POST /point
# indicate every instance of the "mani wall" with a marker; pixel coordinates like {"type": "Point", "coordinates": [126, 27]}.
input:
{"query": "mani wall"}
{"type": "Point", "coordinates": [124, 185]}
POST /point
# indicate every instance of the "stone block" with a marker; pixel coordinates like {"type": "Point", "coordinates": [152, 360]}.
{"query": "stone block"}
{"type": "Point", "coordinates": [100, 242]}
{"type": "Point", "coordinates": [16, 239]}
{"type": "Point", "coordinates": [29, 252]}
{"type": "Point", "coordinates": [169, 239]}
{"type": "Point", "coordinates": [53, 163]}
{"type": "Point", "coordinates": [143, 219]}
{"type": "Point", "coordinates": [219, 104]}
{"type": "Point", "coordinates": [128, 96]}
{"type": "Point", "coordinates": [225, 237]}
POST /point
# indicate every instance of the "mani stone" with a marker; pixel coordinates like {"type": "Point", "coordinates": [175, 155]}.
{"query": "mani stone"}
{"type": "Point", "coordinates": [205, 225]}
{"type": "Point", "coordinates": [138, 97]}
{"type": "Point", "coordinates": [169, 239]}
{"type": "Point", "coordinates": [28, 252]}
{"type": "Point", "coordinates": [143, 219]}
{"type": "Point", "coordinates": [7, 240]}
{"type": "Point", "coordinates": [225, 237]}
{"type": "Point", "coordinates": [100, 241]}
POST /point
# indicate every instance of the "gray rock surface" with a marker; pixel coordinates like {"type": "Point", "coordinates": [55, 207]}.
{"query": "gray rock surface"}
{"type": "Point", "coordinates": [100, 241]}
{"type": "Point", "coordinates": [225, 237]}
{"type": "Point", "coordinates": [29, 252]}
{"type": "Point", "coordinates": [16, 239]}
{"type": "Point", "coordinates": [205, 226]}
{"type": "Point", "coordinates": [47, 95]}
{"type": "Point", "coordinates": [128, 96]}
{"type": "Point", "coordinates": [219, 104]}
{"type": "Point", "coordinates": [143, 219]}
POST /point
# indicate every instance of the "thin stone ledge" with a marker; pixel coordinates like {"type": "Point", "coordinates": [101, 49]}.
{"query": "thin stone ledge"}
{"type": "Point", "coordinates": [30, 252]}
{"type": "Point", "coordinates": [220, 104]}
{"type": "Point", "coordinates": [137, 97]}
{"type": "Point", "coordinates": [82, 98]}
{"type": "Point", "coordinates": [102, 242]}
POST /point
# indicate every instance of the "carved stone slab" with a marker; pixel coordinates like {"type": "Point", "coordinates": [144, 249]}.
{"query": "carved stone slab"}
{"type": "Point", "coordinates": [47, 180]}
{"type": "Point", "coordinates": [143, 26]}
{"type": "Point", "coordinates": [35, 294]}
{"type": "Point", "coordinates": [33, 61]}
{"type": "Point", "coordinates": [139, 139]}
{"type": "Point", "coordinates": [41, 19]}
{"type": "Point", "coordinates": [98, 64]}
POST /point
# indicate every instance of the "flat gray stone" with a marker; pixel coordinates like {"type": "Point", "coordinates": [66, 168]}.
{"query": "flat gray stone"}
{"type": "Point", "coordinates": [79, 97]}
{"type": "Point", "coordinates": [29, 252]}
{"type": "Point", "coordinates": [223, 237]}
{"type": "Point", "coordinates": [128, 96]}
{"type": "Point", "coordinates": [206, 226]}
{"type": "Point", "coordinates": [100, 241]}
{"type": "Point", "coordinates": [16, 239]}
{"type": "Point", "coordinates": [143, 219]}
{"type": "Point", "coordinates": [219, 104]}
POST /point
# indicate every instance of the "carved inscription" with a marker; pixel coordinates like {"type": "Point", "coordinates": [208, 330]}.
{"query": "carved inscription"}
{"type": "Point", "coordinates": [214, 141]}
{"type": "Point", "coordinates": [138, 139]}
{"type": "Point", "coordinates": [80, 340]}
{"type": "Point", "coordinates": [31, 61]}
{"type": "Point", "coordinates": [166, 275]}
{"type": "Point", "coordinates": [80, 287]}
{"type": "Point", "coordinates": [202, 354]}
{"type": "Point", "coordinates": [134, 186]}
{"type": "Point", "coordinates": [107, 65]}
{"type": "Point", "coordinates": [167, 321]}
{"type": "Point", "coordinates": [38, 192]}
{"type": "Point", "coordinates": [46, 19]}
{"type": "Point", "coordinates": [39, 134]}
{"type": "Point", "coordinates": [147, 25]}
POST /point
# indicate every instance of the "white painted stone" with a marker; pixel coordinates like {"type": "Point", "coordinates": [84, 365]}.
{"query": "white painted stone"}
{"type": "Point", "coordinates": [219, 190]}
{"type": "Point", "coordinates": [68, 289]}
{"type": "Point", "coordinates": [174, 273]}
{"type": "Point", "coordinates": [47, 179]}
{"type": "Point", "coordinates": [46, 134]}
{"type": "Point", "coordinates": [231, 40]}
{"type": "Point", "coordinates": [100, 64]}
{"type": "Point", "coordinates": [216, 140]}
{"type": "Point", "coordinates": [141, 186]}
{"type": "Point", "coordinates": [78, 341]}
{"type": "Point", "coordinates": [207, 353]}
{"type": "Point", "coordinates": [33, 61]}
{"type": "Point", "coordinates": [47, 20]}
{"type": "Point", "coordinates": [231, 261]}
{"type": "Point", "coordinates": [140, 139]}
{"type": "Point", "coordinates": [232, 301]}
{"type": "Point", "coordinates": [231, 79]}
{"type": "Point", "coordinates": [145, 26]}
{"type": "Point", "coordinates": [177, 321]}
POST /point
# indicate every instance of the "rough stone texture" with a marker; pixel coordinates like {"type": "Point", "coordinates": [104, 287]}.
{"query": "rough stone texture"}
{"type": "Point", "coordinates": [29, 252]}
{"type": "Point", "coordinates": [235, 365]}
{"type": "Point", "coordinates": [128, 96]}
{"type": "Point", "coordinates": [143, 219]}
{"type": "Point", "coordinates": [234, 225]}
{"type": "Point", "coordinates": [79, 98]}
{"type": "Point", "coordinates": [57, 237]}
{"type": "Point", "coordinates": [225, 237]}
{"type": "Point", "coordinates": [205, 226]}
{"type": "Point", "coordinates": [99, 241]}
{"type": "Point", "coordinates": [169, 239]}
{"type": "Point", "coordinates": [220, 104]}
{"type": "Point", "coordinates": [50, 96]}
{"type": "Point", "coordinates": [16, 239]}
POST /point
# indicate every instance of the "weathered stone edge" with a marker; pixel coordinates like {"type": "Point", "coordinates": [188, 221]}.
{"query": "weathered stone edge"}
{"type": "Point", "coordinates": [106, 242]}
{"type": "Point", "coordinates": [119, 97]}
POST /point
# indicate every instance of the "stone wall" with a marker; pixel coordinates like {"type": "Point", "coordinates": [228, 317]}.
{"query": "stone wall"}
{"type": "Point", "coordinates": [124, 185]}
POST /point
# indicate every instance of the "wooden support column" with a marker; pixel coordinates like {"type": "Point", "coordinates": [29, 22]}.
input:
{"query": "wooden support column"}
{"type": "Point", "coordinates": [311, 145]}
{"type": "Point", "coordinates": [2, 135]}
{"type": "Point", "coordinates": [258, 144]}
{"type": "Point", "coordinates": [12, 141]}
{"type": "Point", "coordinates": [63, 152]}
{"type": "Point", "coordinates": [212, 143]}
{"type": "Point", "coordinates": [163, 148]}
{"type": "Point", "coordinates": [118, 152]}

◇ ◇ ◇ ◇ ◇

### What the exercise asks
All records above are to be output again exactly as they stand.

### Task answer
POST /point
# indicate every instance of the "mani wall" with a marker; pixel coordinates like {"type": "Point", "coordinates": [126, 27]}.
input:
{"query": "mani wall"}
{"type": "Point", "coordinates": [124, 185]}
POST /point
# indicate every instance of the "stone block" with a marker; pixel coordinates like {"type": "Point", "coordinates": [152, 360]}.
{"query": "stone block"}
{"type": "Point", "coordinates": [100, 242]}
{"type": "Point", "coordinates": [16, 239]}
{"type": "Point", "coordinates": [29, 252]}
{"type": "Point", "coordinates": [169, 239]}
{"type": "Point", "coordinates": [53, 163]}
{"type": "Point", "coordinates": [143, 219]}
{"type": "Point", "coordinates": [219, 104]}
{"type": "Point", "coordinates": [128, 96]}
{"type": "Point", "coordinates": [225, 237]}
POST /point
# indicate every instance of the "mani stone" with a marker; pixel coordinates like {"type": "Point", "coordinates": [175, 155]}.
{"query": "mani stone"}
{"type": "Point", "coordinates": [205, 225]}
{"type": "Point", "coordinates": [138, 97]}
{"type": "Point", "coordinates": [169, 239]}
{"type": "Point", "coordinates": [28, 252]}
{"type": "Point", "coordinates": [143, 219]}
{"type": "Point", "coordinates": [7, 240]}
{"type": "Point", "coordinates": [225, 237]}
{"type": "Point", "coordinates": [100, 241]}
POST /point
# indicate every instance of the "gray rock surface" with a marker; pixel coordinates like {"type": "Point", "coordinates": [55, 207]}.
{"query": "gray rock surface"}
{"type": "Point", "coordinates": [100, 241]}
{"type": "Point", "coordinates": [225, 237]}
{"type": "Point", "coordinates": [29, 252]}
{"type": "Point", "coordinates": [16, 239]}
{"type": "Point", "coordinates": [205, 226]}
{"type": "Point", "coordinates": [47, 95]}
{"type": "Point", "coordinates": [128, 96]}
{"type": "Point", "coordinates": [219, 104]}
{"type": "Point", "coordinates": [143, 219]}
POST /point
# indicate every instance of the "thin stone ledge" with a marker; pixel coordinates like {"type": "Point", "coordinates": [101, 49]}.
{"query": "thin stone ledge"}
{"type": "Point", "coordinates": [30, 252]}
{"type": "Point", "coordinates": [220, 104]}
{"type": "Point", "coordinates": [137, 97]}
{"type": "Point", "coordinates": [82, 98]}
{"type": "Point", "coordinates": [102, 242]}
POST /point
# indicate every instance of the "carved stone slab" with a marker; pixel coordinates like {"type": "Point", "coordinates": [144, 249]}.
{"query": "carved stone slab"}
{"type": "Point", "coordinates": [47, 180]}
{"type": "Point", "coordinates": [143, 26]}
{"type": "Point", "coordinates": [35, 294]}
{"type": "Point", "coordinates": [33, 61]}
{"type": "Point", "coordinates": [139, 139]}
{"type": "Point", "coordinates": [41, 19]}
{"type": "Point", "coordinates": [98, 64]}
POST /point
# indicate every instance of the "flat gray stone" with a marker; pixel coordinates like {"type": "Point", "coordinates": [66, 168]}.
{"query": "flat gray stone"}
{"type": "Point", "coordinates": [79, 97]}
{"type": "Point", "coordinates": [29, 252]}
{"type": "Point", "coordinates": [223, 237]}
{"type": "Point", "coordinates": [128, 96]}
{"type": "Point", "coordinates": [206, 226]}
{"type": "Point", "coordinates": [100, 241]}
{"type": "Point", "coordinates": [16, 239]}
{"type": "Point", "coordinates": [143, 219]}
{"type": "Point", "coordinates": [219, 104]}
POST /point
# indicate every instance of the "carved inscription" with a marker; pixel coordinates like {"type": "Point", "coordinates": [208, 330]}.
{"query": "carved inscription"}
{"type": "Point", "coordinates": [214, 141]}
{"type": "Point", "coordinates": [138, 139]}
{"type": "Point", "coordinates": [80, 340]}
{"type": "Point", "coordinates": [31, 61]}
{"type": "Point", "coordinates": [166, 275]}
{"type": "Point", "coordinates": [80, 287]}
{"type": "Point", "coordinates": [202, 354]}
{"type": "Point", "coordinates": [134, 186]}
{"type": "Point", "coordinates": [107, 65]}
{"type": "Point", "coordinates": [167, 321]}
{"type": "Point", "coordinates": [38, 192]}
{"type": "Point", "coordinates": [46, 19]}
{"type": "Point", "coordinates": [39, 134]}
{"type": "Point", "coordinates": [147, 25]}
POST /point
# indicate every instance of the "white painted stone" with a marker; pixel coordinates like {"type": "Point", "coordinates": [84, 365]}.
{"query": "white painted stone"}
{"type": "Point", "coordinates": [219, 190]}
{"type": "Point", "coordinates": [68, 289]}
{"type": "Point", "coordinates": [174, 273]}
{"type": "Point", "coordinates": [47, 179]}
{"type": "Point", "coordinates": [46, 134]}
{"type": "Point", "coordinates": [231, 40]}
{"type": "Point", "coordinates": [100, 64]}
{"type": "Point", "coordinates": [216, 140]}
{"type": "Point", "coordinates": [141, 186]}
{"type": "Point", "coordinates": [78, 341]}
{"type": "Point", "coordinates": [207, 353]}
{"type": "Point", "coordinates": [33, 61]}
{"type": "Point", "coordinates": [47, 20]}
{"type": "Point", "coordinates": [231, 261]}
{"type": "Point", "coordinates": [140, 139]}
{"type": "Point", "coordinates": [232, 301]}
{"type": "Point", "coordinates": [231, 79]}
{"type": "Point", "coordinates": [145, 26]}
{"type": "Point", "coordinates": [177, 321]}
POST /point
# indicate every instance of the "rough stone texture" with a marker; pixel coordinates like {"type": "Point", "coordinates": [104, 287]}.
{"query": "rough stone texture"}
{"type": "Point", "coordinates": [29, 252]}
{"type": "Point", "coordinates": [235, 365]}
{"type": "Point", "coordinates": [128, 96]}
{"type": "Point", "coordinates": [143, 219]}
{"type": "Point", "coordinates": [234, 225]}
{"type": "Point", "coordinates": [79, 98]}
{"type": "Point", "coordinates": [57, 237]}
{"type": "Point", "coordinates": [225, 237]}
{"type": "Point", "coordinates": [205, 226]}
{"type": "Point", "coordinates": [99, 241]}
{"type": "Point", "coordinates": [169, 239]}
{"type": "Point", "coordinates": [220, 104]}
{"type": "Point", "coordinates": [50, 96]}
{"type": "Point", "coordinates": [16, 239]}
POST /point
# indicate every instance of the "weathered stone edge" with a marker; pixel coordinates like {"type": "Point", "coordinates": [188, 221]}.
{"query": "weathered stone edge"}
{"type": "Point", "coordinates": [106, 242]}
{"type": "Point", "coordinates": [119, 97]}
POST /point
# indicate every instance of the "stone wall" with a marker; pixel coordinates like {"type": "Point", "coordinates": [228, 317]}.
{"query": "stone wall"}
{"type": "Point", "coordinates": [124, 185]}
POST /point
# indicate every instance of the "wooden support column" with a marker; pixel coordinates like {"type": "Point", "coordinates": [29, 22]}.
input:
{"query": "wooden support column"}
{"type": "Point", "coordinates": [311, 145]}
{"type": "Point", "coordinates": [2, 135]}
{"type": "Point", "coordinates": [258, 144]}
{"type": "Point", "coordinates": [12, 141]}
{"type": "Point", "coordinates": [63, 152]}
{"type": "Point", "coordinates": [212, 143]}
{"type": "Point", "coordinates": [163, 148]}
{"type": "Point", "coordinates": [118, 152]}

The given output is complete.